** Start LISTED RECORDS **
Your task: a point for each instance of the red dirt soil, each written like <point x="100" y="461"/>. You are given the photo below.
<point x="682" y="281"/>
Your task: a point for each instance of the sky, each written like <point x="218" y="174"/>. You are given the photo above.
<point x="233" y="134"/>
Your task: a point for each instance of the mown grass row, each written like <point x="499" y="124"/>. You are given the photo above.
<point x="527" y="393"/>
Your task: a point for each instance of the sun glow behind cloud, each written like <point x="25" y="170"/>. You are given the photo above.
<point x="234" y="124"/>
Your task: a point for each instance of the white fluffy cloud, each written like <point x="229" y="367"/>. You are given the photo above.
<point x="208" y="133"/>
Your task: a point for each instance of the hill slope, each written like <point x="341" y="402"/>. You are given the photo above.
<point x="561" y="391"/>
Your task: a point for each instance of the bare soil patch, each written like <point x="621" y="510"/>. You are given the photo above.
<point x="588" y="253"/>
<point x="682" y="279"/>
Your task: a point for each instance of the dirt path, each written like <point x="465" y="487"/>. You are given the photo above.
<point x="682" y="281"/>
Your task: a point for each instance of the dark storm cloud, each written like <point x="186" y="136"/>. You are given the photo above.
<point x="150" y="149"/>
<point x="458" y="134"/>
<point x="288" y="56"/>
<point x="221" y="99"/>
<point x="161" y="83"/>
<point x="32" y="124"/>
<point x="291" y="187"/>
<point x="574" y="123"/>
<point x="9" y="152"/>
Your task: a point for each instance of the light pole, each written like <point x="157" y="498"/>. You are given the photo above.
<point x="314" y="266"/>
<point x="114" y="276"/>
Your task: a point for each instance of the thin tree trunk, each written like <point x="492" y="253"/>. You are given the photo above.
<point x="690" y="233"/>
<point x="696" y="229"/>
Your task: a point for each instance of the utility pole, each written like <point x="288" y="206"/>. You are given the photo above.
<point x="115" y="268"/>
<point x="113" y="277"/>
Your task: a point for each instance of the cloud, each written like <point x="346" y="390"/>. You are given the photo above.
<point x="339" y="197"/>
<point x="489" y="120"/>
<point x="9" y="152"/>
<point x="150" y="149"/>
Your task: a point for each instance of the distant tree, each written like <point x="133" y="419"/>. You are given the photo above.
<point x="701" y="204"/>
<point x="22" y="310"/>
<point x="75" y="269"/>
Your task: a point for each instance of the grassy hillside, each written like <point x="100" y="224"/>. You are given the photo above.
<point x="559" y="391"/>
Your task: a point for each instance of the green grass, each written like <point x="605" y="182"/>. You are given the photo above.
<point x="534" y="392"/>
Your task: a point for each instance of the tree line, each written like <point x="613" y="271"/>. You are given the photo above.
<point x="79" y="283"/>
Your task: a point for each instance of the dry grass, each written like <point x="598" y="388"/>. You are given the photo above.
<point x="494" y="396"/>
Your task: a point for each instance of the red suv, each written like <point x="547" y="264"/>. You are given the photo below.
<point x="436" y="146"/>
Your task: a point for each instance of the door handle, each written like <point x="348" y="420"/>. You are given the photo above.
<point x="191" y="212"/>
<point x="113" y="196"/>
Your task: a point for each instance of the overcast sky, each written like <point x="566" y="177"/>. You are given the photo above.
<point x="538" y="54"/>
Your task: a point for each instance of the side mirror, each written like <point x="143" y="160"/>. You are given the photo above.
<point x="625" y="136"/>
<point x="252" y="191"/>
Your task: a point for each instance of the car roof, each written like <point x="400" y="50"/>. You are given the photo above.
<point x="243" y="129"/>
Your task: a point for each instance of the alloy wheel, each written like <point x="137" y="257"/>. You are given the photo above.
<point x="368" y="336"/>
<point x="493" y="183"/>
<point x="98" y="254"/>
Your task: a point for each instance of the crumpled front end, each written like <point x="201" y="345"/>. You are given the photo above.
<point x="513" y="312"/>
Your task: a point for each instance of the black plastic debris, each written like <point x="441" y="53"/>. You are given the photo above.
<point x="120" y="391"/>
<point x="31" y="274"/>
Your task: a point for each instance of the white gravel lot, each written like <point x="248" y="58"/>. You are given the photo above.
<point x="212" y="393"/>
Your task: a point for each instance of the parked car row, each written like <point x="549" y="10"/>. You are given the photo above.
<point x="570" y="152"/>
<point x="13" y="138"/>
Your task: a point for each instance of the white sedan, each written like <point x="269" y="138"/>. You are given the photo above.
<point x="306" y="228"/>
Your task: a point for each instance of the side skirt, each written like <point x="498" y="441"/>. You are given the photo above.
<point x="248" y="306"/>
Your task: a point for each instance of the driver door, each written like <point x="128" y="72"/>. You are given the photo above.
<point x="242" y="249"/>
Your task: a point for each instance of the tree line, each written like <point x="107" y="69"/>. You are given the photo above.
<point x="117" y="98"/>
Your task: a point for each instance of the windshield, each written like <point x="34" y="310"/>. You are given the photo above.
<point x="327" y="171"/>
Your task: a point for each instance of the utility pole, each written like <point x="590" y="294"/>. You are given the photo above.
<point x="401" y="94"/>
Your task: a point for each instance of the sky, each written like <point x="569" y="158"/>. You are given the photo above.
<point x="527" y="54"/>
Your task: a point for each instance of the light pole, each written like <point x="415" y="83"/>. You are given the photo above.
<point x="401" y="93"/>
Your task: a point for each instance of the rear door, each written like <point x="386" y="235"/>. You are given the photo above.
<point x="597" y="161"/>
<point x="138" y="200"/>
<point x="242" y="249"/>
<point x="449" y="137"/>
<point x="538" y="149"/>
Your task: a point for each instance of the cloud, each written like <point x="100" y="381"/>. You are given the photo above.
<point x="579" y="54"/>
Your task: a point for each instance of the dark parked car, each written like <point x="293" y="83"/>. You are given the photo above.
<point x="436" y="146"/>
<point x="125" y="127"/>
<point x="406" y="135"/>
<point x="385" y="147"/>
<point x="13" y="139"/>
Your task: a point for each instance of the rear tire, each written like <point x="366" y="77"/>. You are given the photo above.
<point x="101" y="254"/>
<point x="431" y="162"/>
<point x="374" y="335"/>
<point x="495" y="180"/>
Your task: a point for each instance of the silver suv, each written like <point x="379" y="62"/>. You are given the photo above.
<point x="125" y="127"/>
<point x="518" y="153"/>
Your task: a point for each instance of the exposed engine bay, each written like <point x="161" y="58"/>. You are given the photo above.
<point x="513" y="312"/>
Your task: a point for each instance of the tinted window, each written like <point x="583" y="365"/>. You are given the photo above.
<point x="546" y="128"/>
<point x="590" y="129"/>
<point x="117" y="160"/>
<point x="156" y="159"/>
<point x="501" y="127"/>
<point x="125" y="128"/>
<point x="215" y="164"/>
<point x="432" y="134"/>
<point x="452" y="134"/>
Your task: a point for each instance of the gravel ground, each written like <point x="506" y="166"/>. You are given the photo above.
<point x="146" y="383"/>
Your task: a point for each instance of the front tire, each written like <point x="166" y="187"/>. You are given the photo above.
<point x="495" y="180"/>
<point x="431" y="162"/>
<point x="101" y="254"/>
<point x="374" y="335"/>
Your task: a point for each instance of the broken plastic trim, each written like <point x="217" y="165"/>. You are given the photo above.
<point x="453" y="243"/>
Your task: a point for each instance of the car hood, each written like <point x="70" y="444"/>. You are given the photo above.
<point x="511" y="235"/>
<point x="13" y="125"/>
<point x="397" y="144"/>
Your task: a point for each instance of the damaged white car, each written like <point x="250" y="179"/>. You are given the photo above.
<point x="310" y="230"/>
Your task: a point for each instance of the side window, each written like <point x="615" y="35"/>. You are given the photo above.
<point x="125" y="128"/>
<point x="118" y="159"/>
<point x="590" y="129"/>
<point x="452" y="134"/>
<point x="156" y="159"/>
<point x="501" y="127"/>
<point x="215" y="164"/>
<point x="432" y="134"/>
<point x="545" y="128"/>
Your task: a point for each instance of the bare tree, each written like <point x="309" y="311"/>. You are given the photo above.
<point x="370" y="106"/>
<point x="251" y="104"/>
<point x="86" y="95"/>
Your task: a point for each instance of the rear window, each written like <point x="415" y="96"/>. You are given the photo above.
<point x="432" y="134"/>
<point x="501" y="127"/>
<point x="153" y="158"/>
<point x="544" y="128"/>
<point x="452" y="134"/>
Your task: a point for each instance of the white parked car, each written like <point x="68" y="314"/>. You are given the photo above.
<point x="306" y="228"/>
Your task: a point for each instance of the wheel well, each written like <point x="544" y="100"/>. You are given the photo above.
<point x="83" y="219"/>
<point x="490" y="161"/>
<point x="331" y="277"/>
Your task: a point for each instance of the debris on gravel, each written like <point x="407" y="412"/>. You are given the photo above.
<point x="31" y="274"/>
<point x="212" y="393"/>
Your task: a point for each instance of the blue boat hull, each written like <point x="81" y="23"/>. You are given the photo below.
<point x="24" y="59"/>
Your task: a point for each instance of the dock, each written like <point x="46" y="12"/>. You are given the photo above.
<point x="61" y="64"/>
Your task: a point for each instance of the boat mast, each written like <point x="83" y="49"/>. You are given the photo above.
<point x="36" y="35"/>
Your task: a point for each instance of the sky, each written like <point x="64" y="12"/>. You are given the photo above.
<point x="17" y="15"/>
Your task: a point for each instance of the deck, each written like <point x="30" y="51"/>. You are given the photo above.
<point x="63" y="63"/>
** End LISTED RECORDS **
= REQUIRED WORK =
Output, as a numbered list with blank lines omitted, the lines of the data from the line containing "Your task: a point for each instance of the deck, each" through the end of the data, inclusive.

= ANSWER TO THE EXERCISE =
1. Your task: a point for each instance of the deck, each written like <point x="30" y="51"/>. You are given the photo above.
2. <point x="63" y="63"/>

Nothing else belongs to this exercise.